— Start of Entries provided —

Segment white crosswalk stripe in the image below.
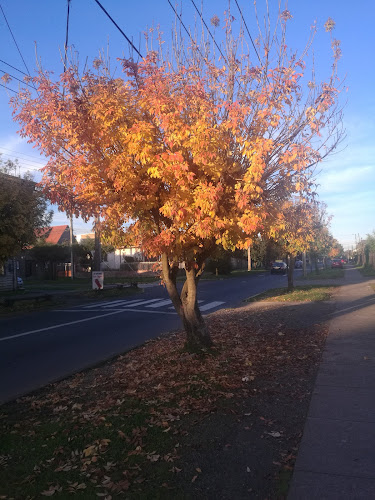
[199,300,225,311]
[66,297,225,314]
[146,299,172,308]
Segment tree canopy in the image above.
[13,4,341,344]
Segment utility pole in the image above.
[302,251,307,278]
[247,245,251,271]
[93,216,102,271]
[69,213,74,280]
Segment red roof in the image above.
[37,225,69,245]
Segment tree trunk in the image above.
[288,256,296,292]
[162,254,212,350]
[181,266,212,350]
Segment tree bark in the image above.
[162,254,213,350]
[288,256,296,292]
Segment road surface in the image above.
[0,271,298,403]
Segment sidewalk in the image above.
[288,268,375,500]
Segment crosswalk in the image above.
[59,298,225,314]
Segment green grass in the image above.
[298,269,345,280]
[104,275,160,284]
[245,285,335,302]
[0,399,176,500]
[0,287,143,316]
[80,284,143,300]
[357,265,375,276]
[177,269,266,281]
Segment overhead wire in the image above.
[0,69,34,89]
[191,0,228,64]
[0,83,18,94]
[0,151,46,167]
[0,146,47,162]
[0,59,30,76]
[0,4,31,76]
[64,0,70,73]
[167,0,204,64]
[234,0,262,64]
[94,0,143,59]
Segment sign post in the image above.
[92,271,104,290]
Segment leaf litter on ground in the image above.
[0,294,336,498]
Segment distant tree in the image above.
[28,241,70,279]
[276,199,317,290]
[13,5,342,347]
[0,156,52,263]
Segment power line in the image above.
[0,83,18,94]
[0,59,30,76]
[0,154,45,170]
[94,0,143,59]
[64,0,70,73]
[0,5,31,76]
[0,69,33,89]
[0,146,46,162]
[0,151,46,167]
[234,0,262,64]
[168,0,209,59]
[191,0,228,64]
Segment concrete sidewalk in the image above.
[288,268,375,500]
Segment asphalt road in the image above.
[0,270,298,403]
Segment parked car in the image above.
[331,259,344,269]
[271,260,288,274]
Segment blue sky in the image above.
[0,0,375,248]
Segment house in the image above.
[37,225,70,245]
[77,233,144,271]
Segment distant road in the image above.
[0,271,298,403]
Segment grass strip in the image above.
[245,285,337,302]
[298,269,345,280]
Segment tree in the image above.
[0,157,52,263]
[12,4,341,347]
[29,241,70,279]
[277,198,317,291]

— End of Entries provided —
— Start of Entries provided —

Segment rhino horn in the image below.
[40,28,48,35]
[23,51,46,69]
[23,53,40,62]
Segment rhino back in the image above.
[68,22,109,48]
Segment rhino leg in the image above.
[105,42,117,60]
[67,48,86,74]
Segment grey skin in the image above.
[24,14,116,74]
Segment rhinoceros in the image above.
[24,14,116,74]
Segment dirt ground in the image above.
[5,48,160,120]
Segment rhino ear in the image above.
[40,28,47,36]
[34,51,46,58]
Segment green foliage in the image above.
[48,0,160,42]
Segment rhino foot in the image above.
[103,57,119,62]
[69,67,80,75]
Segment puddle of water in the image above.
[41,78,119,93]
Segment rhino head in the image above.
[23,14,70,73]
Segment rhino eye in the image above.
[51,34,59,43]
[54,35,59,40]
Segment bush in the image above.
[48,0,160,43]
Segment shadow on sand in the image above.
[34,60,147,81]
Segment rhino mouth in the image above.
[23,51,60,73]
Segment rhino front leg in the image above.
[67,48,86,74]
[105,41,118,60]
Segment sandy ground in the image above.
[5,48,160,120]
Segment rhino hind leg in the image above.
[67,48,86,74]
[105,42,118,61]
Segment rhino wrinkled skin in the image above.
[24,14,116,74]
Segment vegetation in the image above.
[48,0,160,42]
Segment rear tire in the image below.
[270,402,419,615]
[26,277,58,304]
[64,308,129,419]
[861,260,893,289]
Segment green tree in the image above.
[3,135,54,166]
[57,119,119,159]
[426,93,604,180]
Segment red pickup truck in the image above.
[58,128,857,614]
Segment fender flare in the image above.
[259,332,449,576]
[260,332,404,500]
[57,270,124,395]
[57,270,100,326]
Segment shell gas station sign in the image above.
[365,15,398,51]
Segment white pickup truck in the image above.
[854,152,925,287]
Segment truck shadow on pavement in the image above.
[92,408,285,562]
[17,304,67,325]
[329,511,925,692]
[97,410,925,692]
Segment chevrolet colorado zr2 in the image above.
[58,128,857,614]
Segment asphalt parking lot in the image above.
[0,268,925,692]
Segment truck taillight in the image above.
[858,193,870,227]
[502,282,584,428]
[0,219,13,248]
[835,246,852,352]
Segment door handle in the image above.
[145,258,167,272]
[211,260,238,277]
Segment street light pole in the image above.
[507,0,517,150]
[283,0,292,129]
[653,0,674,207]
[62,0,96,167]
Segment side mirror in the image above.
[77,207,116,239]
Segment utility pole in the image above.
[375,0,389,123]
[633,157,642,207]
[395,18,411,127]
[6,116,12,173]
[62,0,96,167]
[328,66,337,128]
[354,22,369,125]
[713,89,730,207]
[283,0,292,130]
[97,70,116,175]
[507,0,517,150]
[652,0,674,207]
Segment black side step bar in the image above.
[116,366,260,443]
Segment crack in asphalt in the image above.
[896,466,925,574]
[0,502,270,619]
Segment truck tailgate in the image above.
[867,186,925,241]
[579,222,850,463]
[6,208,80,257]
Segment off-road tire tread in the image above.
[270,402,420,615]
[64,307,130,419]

— End of Entries provided —

### Written exercise
Copy out the lines above word for word, from the line containing "Segment white crosswalk" up to and including the line containing "[181,266,212,350]". Leave the pictures out.

### Solution
Segment white crosswalk stripe in the image below.
[199,300,225,311]
[66,297,225,314]
[146,299,172,308]
Segment tree canopy in the image above.
[13,4,341,344]
Segment utility pole in the image above.
[302,251,307,278]
[247,245,251,271]
[93,216,102,271]
[69,213,74,280]
Segment red roof in the image above.
[37,225,69,245]
Segment tree trunk in the image above.
[288,256,296,292]
[162,254,212,350]
[181,266,212,350]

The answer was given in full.